* **Excerpted data**:
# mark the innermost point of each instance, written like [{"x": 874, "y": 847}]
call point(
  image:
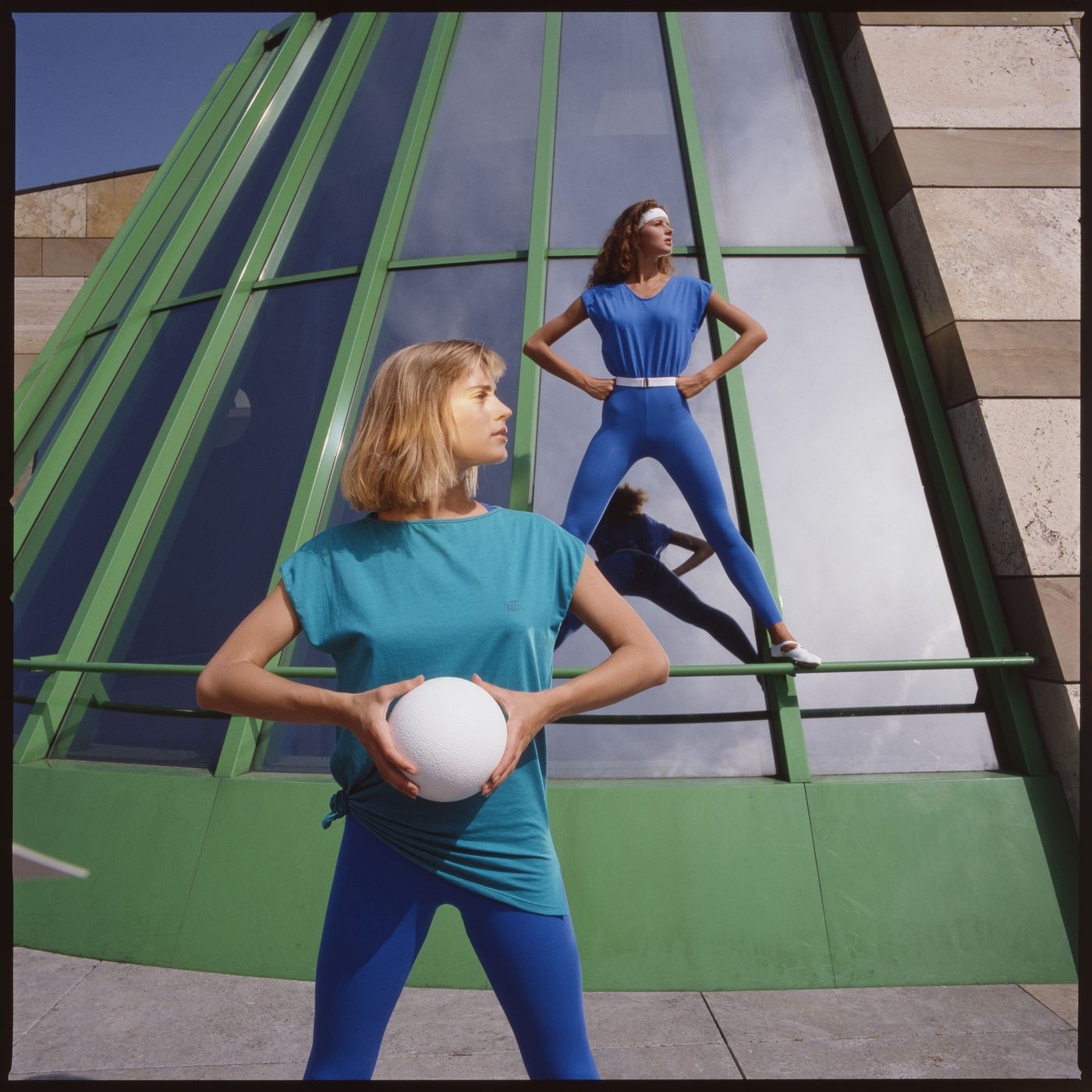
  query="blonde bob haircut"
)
[{"x": 401, "y": 453}]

* **Work required**: Convert the data above into a JSON list of strings, one string per line, omitting blank lines and the picture.

* **Reply**:
[
  "# mark the innermost point of each instance, written like [{\"x\": 874, \"y\": 847}]",
  "call point(",
  "  image:",
  "  query=\"blonde bob haircut\"",
  ")",
  "[{\"x\": 401, \"y\": 453}]"
]